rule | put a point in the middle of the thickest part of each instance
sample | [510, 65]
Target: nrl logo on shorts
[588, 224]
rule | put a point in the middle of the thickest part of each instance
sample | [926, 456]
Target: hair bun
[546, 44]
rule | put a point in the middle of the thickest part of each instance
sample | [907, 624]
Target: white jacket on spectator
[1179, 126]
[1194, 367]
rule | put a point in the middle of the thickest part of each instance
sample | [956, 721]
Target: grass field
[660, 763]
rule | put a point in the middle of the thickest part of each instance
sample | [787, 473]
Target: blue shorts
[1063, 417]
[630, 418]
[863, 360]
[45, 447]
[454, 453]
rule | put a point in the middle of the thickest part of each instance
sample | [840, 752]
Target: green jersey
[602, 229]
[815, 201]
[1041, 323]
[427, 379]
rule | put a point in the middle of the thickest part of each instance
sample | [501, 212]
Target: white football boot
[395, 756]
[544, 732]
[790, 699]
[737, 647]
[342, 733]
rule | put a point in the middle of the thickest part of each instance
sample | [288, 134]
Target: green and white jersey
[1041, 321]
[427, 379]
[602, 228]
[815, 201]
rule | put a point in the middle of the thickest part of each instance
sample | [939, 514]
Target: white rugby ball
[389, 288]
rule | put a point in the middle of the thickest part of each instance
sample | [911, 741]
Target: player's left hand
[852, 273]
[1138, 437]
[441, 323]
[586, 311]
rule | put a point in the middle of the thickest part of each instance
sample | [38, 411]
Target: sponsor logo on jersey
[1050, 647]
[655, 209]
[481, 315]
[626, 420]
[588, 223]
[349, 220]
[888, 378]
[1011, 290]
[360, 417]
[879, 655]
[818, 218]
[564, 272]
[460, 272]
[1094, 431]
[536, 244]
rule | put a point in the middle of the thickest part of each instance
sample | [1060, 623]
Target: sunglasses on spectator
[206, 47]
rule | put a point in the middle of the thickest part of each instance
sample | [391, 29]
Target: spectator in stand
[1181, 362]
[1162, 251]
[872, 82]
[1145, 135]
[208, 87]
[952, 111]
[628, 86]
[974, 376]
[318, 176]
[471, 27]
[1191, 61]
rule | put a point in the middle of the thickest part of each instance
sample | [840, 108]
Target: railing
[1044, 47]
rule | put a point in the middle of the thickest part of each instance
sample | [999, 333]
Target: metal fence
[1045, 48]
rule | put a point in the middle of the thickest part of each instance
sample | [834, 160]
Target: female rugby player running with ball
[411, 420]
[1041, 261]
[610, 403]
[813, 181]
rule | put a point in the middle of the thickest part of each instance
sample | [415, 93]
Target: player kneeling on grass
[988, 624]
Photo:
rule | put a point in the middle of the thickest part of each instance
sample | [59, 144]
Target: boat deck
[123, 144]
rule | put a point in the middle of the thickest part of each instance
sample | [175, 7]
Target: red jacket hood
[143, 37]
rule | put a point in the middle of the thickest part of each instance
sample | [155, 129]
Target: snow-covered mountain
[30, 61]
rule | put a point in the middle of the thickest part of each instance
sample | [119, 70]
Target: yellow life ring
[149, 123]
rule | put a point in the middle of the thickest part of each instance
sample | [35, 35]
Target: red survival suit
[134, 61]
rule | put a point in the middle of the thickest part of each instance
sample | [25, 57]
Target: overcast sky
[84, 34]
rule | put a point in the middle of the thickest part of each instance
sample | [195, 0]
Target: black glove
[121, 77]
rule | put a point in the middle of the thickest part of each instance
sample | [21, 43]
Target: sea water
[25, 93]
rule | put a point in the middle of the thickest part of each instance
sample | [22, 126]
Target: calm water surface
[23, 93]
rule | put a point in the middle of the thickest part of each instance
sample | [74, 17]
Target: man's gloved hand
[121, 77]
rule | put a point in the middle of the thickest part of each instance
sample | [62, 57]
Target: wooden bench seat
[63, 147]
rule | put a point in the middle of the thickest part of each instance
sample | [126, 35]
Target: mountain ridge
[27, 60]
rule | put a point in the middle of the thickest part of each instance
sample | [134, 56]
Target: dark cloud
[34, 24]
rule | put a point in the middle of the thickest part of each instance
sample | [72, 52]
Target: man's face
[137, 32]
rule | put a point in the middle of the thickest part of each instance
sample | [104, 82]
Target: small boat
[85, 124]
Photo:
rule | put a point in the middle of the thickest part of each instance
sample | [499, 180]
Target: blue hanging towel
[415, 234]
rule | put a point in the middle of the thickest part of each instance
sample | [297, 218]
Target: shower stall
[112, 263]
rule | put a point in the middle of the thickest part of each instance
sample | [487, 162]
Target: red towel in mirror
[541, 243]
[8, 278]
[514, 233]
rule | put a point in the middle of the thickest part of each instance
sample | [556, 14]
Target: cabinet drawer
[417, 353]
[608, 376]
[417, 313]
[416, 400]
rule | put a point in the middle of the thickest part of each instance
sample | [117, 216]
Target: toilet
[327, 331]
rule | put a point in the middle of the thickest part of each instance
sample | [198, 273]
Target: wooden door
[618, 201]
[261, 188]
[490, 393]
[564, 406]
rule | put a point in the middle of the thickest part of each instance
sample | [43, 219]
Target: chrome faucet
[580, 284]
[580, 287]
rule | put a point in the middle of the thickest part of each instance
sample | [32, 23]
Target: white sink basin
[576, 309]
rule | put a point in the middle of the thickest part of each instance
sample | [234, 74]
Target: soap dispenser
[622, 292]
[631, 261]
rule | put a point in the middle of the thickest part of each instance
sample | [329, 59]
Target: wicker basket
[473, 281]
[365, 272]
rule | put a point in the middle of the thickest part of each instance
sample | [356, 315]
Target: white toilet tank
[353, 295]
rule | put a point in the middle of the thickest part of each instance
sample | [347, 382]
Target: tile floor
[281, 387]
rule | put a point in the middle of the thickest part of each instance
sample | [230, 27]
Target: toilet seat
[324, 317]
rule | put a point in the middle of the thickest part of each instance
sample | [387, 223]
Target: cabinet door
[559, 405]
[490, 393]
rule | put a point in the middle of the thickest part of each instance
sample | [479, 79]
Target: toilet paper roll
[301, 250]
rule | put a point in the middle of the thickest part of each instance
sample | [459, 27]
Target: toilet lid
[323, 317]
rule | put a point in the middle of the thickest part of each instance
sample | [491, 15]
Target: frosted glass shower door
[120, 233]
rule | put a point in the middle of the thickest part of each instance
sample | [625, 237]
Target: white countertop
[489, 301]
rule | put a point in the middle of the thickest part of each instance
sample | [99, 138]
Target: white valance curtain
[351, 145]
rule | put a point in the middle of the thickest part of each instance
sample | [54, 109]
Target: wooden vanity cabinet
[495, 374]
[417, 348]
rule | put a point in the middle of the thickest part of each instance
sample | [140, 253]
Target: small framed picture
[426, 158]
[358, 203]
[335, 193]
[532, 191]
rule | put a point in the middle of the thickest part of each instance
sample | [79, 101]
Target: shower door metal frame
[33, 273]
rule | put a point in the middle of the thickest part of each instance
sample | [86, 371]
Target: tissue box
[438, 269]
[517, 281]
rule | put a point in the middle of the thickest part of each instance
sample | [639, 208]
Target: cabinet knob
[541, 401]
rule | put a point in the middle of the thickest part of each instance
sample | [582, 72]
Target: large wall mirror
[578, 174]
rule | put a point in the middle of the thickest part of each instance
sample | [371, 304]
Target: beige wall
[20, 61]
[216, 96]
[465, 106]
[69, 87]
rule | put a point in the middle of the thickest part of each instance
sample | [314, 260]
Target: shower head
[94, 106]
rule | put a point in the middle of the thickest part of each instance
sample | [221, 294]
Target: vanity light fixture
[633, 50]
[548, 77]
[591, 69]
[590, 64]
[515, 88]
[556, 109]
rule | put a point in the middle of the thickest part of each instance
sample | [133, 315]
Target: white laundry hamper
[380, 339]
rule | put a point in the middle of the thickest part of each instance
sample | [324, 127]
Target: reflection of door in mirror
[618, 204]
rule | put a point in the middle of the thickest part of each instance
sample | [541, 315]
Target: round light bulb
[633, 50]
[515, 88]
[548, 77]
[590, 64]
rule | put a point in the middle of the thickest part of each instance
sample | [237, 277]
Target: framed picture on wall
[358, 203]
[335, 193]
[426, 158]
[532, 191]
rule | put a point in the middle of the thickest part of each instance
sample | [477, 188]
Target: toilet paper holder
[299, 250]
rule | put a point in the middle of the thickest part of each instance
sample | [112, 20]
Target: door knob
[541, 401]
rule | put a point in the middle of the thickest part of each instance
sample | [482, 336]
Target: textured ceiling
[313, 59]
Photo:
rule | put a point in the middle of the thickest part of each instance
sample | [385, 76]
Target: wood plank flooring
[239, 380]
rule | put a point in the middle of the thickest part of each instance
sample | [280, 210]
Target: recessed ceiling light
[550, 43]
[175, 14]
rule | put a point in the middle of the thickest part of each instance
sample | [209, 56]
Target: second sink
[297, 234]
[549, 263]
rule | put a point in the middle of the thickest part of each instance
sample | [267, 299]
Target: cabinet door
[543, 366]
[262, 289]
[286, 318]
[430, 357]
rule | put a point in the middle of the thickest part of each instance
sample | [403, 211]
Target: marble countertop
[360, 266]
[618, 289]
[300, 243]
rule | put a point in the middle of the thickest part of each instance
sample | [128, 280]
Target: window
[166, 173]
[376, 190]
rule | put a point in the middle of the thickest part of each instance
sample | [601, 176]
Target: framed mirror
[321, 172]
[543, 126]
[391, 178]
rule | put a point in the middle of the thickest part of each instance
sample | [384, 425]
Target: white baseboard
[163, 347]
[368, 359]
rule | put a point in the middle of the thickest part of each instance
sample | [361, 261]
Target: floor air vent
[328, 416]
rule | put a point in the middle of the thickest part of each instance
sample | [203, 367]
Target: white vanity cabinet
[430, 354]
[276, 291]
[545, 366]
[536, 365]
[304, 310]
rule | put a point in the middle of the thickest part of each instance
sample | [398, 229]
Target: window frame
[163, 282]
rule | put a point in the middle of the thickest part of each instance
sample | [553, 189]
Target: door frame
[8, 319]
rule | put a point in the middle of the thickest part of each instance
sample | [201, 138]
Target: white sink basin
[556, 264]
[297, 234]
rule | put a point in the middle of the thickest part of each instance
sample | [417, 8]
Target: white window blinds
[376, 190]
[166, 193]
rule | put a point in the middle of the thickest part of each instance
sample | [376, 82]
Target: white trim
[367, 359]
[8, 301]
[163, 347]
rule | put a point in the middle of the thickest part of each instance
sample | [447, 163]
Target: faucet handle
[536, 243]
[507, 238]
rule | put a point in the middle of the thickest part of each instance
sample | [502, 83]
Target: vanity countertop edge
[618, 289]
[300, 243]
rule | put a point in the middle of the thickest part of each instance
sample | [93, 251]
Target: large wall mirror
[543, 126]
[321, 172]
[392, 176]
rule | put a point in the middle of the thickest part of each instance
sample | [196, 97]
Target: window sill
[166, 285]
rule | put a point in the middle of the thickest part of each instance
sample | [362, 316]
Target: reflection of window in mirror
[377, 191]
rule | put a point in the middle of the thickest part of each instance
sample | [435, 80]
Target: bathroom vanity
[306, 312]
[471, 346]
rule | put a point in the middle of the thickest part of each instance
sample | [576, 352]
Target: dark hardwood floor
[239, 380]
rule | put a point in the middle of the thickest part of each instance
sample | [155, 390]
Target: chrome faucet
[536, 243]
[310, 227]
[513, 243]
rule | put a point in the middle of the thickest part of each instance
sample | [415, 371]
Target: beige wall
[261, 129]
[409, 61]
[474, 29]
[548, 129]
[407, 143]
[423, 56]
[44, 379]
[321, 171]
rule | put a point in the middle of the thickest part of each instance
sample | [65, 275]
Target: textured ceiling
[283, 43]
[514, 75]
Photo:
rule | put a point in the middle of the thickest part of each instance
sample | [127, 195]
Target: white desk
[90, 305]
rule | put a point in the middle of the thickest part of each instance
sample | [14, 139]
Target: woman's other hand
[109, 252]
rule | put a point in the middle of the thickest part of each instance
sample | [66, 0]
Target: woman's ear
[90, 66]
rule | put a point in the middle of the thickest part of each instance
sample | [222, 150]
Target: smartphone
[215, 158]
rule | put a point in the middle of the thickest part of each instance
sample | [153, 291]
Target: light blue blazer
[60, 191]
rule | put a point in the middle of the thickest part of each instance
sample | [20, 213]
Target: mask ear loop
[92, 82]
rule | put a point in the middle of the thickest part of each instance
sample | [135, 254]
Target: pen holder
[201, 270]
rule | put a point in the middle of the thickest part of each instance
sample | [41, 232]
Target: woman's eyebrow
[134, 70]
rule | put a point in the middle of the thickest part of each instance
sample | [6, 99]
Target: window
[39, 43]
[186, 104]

============================================================

> [Exercise objective]:
List, in full, every line of the material above that contains the string "towel". Case counts.

> [Final answer]:
Target: blue hanging towel
Target: red towel in mirror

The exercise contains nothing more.